# Problem A
According to the recipes, what size skillet is used to melt the butter for the pork chops?
# Problem B
Decide whether each statement agrees with the recipes, answering yes or no and quoting the words that settle it: (i) The pork chops recipe has the heat lowered before the apple juice goes in. (ii) The salmon recipe uses a whole 10-ounce package of spinach. (iii) The salmon recipe requires lemon slices.

# Quoted text
## begin

Pork Chops Paprika

1 tablespoon paprika, hot
1 teaspoon garlic salt
1/4 teaspoon onion powder
1/8 teaspoon ground cloves
4 pork chops, bone in- center cut (about 2 1/2 pounds total)
2 tablespoons unsalted butter
3/4 cup apple juice
In a small bowl combine first 4 ingredients.  Rub onto both sides of the chops.  Melt 2 tablespoons butter in a 12 inch skillet over med-high heat.  Add pork chops and cook 3 minutes, turning once.  Reduce heat to low and add juice.  Cover and cook 10 to 15 minutes, depending on thickness.  Serve with pan juices.
4  Servings

Poached Salmon with Spinach

1 pound salmon fillets
1 1/2 cups water
1/2 cup dry white wine or water
2 green onions, sliced
1 bay leaf
1/2 of a 10-ounce package frozen no-salt-added chopped spinach
1/8 teaspoon ground nutmeg
1/4 cup shredded part-skim mozzarella cheese
Freshly ground black pepper
Lemon slices (optional)

## end

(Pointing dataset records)
## begin

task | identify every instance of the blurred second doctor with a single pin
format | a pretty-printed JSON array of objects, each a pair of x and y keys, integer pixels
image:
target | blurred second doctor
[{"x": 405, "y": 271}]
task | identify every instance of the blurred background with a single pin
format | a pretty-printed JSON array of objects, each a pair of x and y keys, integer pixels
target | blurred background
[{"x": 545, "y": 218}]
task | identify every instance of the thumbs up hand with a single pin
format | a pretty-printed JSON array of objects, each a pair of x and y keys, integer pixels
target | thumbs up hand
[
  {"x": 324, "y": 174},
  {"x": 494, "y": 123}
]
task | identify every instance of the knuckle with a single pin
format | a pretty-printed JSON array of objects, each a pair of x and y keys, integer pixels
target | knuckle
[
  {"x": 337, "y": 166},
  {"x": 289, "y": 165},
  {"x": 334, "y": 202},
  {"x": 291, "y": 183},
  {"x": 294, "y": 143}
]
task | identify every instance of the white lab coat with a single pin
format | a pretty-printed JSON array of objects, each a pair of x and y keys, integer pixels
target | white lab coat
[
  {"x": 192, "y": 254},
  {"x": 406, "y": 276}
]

## end

# Full output A
A 12 inch skillet.

# Full output B
(i) Yes: "Reduce heat to low and add juice."
(ii) No: "1/2 of a 10-ounce package frozen no-salt-added chopped spinach"
(iii) No: "Lemon slices (optional)"